----- SUPPLIED RECORDS -----

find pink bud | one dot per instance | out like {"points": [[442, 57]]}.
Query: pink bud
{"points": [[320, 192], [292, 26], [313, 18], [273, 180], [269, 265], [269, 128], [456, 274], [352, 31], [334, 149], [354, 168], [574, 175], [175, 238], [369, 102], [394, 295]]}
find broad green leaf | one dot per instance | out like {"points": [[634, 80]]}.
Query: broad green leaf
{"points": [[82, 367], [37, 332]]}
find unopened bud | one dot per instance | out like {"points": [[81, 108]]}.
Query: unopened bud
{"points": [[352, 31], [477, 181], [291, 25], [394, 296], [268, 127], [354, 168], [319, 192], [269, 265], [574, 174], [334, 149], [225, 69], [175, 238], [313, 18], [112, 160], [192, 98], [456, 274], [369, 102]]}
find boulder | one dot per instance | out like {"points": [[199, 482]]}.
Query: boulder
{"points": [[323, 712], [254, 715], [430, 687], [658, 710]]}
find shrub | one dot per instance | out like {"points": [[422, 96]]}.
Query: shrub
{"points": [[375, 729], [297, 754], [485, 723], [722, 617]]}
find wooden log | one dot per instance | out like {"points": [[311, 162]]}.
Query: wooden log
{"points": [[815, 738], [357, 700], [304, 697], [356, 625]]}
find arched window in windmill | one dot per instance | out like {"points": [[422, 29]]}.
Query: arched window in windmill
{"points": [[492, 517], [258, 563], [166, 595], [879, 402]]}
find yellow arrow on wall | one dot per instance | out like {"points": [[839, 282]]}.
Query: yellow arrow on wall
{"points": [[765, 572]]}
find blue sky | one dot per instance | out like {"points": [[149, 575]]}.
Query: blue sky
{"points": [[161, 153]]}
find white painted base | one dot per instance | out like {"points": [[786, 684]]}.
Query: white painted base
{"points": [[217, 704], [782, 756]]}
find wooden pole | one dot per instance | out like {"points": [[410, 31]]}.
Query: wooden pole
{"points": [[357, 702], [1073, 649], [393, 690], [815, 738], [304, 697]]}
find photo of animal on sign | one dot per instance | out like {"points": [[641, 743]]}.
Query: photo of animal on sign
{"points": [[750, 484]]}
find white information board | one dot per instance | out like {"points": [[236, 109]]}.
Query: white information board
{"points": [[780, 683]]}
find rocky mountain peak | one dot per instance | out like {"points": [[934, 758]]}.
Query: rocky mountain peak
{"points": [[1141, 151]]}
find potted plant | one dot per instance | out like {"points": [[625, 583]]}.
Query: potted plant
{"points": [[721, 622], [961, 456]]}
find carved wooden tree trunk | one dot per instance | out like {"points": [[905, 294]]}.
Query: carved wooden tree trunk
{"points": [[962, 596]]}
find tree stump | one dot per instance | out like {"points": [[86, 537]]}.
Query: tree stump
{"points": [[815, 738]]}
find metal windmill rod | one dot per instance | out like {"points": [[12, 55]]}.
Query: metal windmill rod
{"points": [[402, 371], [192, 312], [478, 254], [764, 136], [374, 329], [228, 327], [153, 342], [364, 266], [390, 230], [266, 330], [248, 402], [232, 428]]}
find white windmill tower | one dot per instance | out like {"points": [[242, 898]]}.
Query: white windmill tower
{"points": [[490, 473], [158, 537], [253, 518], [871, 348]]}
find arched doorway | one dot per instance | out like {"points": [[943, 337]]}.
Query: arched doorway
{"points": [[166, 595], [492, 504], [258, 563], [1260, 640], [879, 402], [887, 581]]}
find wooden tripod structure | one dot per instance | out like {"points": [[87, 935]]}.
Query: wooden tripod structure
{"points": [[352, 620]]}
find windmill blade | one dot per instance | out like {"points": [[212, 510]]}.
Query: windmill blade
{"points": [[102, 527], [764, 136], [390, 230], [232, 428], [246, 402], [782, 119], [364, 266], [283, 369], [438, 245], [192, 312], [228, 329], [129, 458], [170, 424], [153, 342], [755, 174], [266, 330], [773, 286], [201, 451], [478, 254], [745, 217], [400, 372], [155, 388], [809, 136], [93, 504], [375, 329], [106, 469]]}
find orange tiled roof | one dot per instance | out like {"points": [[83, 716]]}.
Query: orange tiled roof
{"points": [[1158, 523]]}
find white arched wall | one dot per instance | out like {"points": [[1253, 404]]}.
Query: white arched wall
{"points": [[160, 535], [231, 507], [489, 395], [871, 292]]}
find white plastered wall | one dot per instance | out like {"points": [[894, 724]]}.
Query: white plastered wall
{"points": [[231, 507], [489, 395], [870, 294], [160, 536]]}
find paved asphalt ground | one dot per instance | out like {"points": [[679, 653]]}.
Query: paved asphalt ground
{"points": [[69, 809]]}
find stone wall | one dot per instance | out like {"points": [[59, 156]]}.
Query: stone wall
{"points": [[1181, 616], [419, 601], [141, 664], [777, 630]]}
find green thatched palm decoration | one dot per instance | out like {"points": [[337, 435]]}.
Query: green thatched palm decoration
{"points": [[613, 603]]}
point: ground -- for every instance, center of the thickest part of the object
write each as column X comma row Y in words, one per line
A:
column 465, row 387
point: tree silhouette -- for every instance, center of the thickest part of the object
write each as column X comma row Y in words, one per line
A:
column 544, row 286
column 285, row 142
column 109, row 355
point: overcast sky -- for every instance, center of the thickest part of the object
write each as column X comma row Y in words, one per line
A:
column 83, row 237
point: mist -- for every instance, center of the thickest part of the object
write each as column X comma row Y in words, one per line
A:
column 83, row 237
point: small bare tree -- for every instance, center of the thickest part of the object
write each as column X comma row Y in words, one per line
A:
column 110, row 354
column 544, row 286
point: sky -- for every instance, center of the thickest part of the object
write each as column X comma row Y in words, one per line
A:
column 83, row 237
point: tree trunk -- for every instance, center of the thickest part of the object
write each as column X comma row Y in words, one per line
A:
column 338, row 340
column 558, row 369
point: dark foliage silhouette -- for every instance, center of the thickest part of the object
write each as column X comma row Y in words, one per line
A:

-----

## WRITTEN TASK
Return all of the entries exactly as they were supplied.

## RESPONSE TO THIS TASK
find pink bud | one dot per instance | out like {"points": [[442, 57]]}.
Query: pink bud
{"points": [[320, 192], [292, 26], [313, 18], [273, 180], [269, 265], [269, 128], [456, 274], [352, 31], [334, 149], [354, 168], [574, 175], [175, 238], [369, 102], [394, 295]]}
find broad green leaf | one dot per instance | out like {"points": [[634, 80]]}.
Query: broad green leaf
{"points": [[82, 367], [37, 332]]}
find unopened bud | one dot per instance | out like {"points": [[81, 108]]}.
Query: unopened bud
{"points": [[352, 31], [477, 181], [291, 25], [394, 296], [268, 127], [354, 168], [319, 192], [269, 265], [574, 174], [334, 149], [225, 69], [175, 238], [313, 18], [112, 160], [192, 98], [456, 274], [369, 102]]}
find boulder | one dot per instance | out like {"points": [[199, 482]]}.
Query: boulder
{"points": [[323, 712], [254, 715], [430, 687], [658, 710]]}
find shrub | one dot per instance | out like {"points": [[422, 96]]}.
Query: shrub
{"points": [[375, 729], [297, 754], [485, 723], [722, 617]]}
find wooden log | one dot per instance | out like {"points": [[311, 162]]}.
Query: wooden log
{"points": [[815, 738], [357, 700], [304, 697], [356, 625]]}
find arched window in windmill | one dot per instance | out like {"points": [[422, 29]]}.
Query: arched window in windmill
{"points": [[492, 517], [258, 563], [166, 595], [879, 402]]}
find yellow arrow on wall | one dot per instance | out like {"points": [[839, 282]]}.
Query: yellow arrow on wall
{"points": [[765, 572]]}
find blue sky | one dot per instance | out like {"points": [[149, 575]]}.
Query: blue sky
{"points": [[161, 153]]}
find white painted base | one dot per instance | out like {"points": [[786, 684]]}.
Query: white painted base
{"points": [[217, 704], [782, 756]]}
find wooden pole | one dot per instance | out like {"points": [[410, 31]]}.
Query: wooden pole
{"points": [[357, 702], [1073, 649], [393, 690], [815, 738], [304, 697]]}
find photo of animal on sign | one dot per instance | out like {"points": [[641, 743]]}.
Query: photo of animal on sign
{"points": [[750, 484]]}
find white information board | one dot per instance | out like {"points": [[236, 109]]}.
Query: white information board
{"points": [[780, 683]]}
find rocky mountain peak | one dot per instance | out like {"points": [[934, 758]]}.
Query: rocky mountain peak
{"points": [[1141, 151]]}
find potted plant | one dot per instance | out like {"points": [[625, 583]]}.
Query: potted plant
{"points": [[721, 622], [961, 456]]}
find carved wooden tree trunk | one dot per instance | out like {"points": [[905, 294]]}.
Query: carved wooden tree trunk
{"points": [[962, 596]]}
find tree stump | one dot per instance | out like {"points": [[86, 537]]}.
Query: tree stump
{"points": [[815, 738]]}
find metal windmill rod | one dot per instance | out like {"points": [[12, 55]]}.
Query: metal windmill rod
{"points": [[402, 371], [192, 312], [478, 254], [764, 136], [374, 329], [228, 327], [153, 342], [364, 266], [390, 230], [266, 330], [248, 402], [232, 428]]}
find white windmill tower | one dot per instance | out like {"points": [[242, 898]]}.
Query: white windmill tower
{"points": [[490, 473], [158, 537], [253, 518], [871, 348]]}
find arched doorway | one dot per instance | out like {"points": [[943, 337]]}.
Query: arched doorway
{"points": [[166, 595], [492, 504], [258, 563], [1260, 640], [879, 402], [887, 581]]}
find wooden tripod structure | one dot per instance | out like {"points": [[87, 935]]}.
Query: wooden tripod structure
{"points": [[352, 620]]}
find windmill blade | one dot per instance | out like {"points": [[212, 510]]}.
Query: windmill blade
{"points": [[102, 527], [764, 136], [390, 230], [232, 428], [246, 402], [782, 119], [364, 266], [283, 369], [438, 245], [192, 312], [228, 329], [129, 458], [170, 424], [153, 342], [755, 174], [266, 330], [773, 286], [201, 451], [478, 254], [745, 217], [400, 372], [155, 388], [809, 136], [93, 504], [375, 329], [106, 469]]}
find orange tiled roof | one dot per instance | out like {"points": [[83, 716]]}.
Query: orange tiled roof
{"points": [[1158, 523]]}
find white arched wall | one dot per instance | out like {"points": [[1253, 404]]}.
Query: white arched wall
{"points": [[160, 535], [231, 507], [489, 395], [871, 292]]}
find white plastered wall | one dot per instance | out like {"points": [[894, 724]]}.
Query: white plastered wall
{"points": [[231, 507], [489, 395], [870, 294], [160, 536]]}
find paved asphalt ground | one dot per instance | out like {"points": [[679, 653]]}.
Query: paved asphalt ground
{"points": [[69, 809]]}
find stone wall | one dot per instance | out like {"points": [[59, 156]]}.
Query: stone wall
{"points": [[1181, 616], [419, 601], [141, 664], [777, 630]]}
find green thatched palm decoration | one dot per instance | out like {"points": [[337, 435]]}.
Query: green thatched palm decoration
{"points": [[613, 603]]}
point: ground -- for every instance, center of the thickest part of the object
write each as column X comma row Y in words, one per line
A:
column 465, row 387
point: tree silhouette -- for every instance, center of the thickest part of the object
write each as column X comma row Y in words, one per line
A:
column 544, row 286
column 285, row 142
column 109, row 355
point: overcast sky -- for every instance, center of the thickest part of the object
write each as column X comma row Y in words, one per line
A:
column 83, row 237
point: mist -- for every instance, center of the thickest part of the object
write each as column X comma row Y in words, one per line
A:
column 83, row 237
point: small bare tree -- for every instance, center of the thickest part of the object
write each as column X comma row Y in words, one per line
A:
column 110, row 354
column 544, row 286
point: sky -- for every instance, center of the thickest part of the object
write each as column X comma row Y in words, one per line
A:
column 83, row 237
point: tree trunk -- for every instance, center of the thickest part of the object
write each as column X comma row Y in words, one per line
A:
column 338, row 340
column 558, row 369
point: dark foliage silhouette -- for every instance, center of the thickest part of the object
write each as column X comma row Y in words, one per line
A:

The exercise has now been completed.